▶ **Written instruction**:
Set out part of the data below as a Markdown table with the columns Row and Line, one numbered row per line and no blank lines. Start with the line containing "it for background" and go on through the line containing "[250,0,366,319]".

▶ **Provided records**:
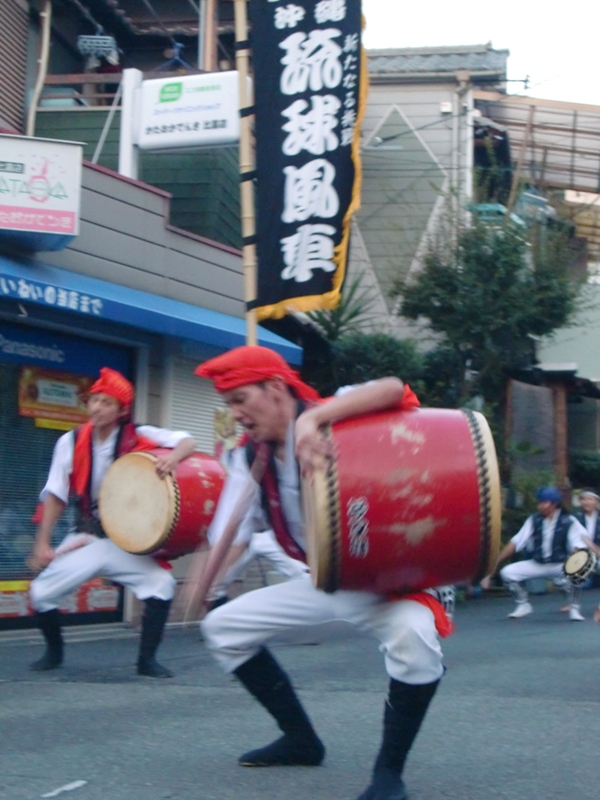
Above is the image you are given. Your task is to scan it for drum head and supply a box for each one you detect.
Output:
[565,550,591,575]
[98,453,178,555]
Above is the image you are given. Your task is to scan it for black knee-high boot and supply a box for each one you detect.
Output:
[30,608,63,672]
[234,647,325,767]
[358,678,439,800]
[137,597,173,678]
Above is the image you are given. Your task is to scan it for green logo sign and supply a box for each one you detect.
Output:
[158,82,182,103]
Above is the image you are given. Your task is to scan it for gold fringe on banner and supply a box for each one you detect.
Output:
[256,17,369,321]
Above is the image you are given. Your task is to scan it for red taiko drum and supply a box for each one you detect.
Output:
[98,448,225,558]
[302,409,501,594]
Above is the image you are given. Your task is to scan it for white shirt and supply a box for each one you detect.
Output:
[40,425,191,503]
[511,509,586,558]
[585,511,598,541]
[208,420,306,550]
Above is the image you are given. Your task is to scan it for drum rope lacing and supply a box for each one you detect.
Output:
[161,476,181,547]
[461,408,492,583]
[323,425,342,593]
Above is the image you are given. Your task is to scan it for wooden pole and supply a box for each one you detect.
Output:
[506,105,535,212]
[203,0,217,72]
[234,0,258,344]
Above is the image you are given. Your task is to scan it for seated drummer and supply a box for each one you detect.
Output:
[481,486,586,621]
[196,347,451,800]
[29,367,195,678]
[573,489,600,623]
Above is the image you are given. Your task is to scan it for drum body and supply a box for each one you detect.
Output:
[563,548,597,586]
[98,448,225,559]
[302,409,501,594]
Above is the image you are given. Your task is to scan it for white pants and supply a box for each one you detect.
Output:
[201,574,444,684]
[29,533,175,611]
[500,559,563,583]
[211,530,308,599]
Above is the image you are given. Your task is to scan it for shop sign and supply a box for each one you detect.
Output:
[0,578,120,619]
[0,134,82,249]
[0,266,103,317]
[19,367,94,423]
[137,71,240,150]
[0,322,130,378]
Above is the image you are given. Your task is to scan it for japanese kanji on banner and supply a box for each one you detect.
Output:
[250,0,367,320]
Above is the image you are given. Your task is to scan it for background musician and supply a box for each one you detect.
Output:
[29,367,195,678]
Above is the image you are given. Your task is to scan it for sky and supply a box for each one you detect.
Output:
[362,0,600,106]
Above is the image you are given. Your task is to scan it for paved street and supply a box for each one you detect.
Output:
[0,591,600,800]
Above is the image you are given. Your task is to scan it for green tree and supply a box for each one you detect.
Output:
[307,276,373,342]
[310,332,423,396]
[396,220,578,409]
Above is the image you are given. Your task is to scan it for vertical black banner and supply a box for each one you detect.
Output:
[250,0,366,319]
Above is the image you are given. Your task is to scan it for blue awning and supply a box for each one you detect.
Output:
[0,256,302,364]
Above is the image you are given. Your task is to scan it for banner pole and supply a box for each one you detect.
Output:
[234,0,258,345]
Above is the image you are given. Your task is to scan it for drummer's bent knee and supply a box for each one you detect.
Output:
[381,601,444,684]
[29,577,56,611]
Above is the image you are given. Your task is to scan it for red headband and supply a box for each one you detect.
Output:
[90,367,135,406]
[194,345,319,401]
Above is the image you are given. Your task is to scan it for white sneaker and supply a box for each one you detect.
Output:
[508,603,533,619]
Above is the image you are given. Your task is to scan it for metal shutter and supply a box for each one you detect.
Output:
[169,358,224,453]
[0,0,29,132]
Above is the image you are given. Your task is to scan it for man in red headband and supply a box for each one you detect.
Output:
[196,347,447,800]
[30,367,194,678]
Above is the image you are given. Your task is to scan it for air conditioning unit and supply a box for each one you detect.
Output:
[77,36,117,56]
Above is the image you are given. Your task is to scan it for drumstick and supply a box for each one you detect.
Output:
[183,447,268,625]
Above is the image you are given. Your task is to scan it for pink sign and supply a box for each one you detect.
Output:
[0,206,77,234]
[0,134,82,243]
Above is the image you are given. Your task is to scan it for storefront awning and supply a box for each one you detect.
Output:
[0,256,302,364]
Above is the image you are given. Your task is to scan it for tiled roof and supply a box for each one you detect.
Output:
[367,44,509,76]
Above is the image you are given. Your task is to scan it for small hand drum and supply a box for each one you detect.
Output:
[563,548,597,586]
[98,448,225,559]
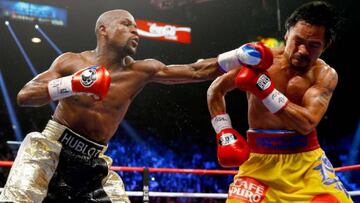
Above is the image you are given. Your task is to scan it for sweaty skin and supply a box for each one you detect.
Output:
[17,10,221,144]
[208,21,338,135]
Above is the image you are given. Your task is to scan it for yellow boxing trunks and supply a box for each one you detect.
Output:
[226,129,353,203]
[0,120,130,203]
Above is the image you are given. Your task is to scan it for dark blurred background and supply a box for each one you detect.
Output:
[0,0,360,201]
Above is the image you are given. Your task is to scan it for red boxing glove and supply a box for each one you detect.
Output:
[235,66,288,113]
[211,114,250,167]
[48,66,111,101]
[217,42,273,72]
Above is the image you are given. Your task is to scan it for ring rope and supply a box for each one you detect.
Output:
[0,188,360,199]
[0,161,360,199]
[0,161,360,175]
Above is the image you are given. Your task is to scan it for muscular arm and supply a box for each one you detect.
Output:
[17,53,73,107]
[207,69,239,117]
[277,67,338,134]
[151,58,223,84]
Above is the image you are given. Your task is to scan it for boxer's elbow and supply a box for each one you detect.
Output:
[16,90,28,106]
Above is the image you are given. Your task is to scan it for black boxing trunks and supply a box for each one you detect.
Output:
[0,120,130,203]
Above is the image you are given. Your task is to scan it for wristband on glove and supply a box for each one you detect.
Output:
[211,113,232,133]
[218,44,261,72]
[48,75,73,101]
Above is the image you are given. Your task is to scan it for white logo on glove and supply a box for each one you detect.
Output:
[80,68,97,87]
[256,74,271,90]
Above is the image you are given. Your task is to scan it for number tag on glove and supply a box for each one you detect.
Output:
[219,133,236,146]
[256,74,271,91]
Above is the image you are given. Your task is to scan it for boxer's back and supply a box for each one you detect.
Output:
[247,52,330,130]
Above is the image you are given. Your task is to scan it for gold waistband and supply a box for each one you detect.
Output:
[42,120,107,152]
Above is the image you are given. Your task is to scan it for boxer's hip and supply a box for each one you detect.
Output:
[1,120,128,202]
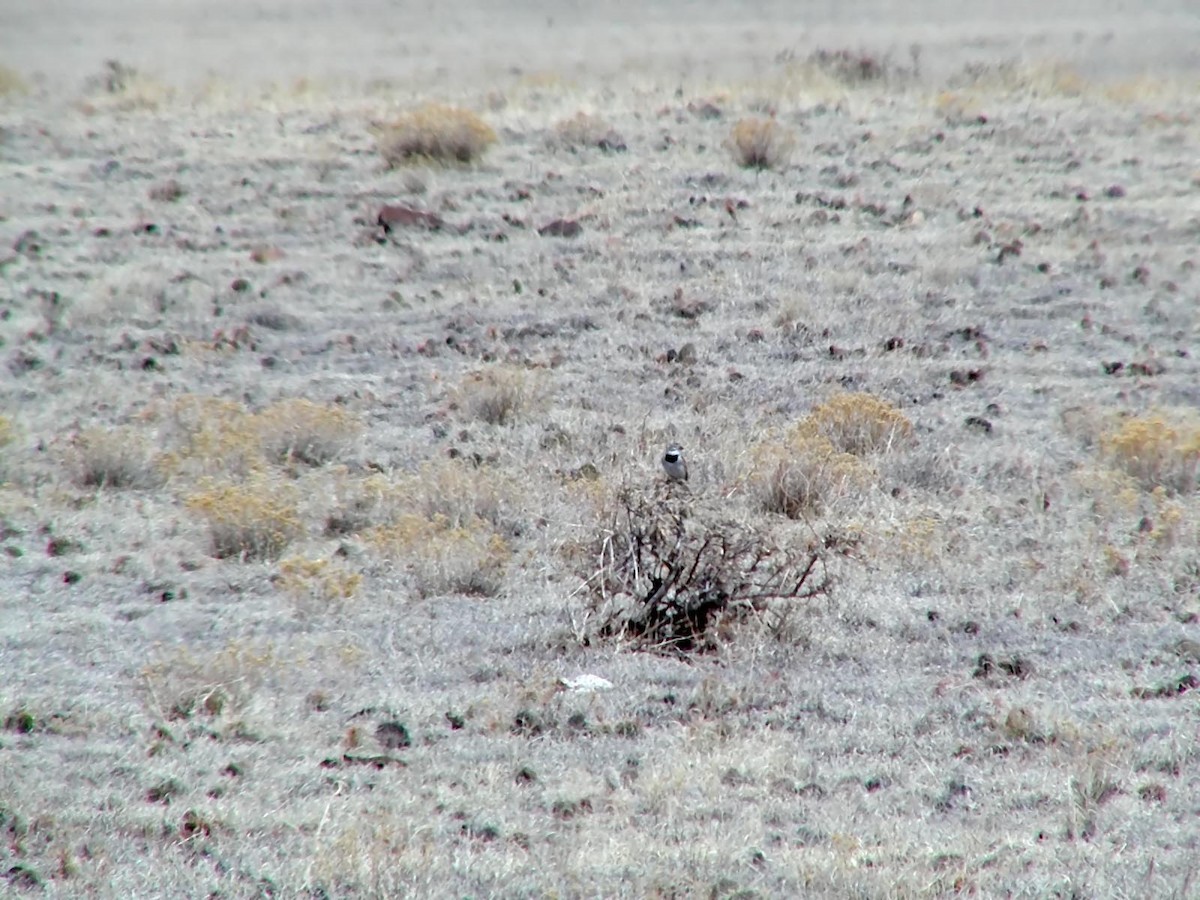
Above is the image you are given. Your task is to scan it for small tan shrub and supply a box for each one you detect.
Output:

▶ **Output below**:
| Row | Line |
|---|---|
| 1 | Above is the image you are given. Your task is to scan it for background musician and supply a box for each one you detect. |
| 2 | Output: |
| 3 | [29,367,195,678] |
| 4 | Above is the image you are given. Your task is to scan it for sky and supply a box for each one you detect. |
| 5 | Output: |
| 6 | [362,0,600,106] |
| 7 | Above is the image you are given. Your task is to scan it for paved street and supply a box for each one you detect. |
| 8 | Output: |
| 9 | [0,591,600,800] |
| 10 | Above is the image you are given. Your task is to scan it for green tree and supply a box for each one you detect. |
| 11 | Output: |
| 12 | [307,276,373,342] |
| 13 | [310,332,423,396] |
| 14 | [396,220,578,409] |
| 15 | Above is the image you are given. Your task is to scan it for vertical black banner and supply a box for each one you detect. |
| 16 | Output: |
| 17 | [250,0,366,319] |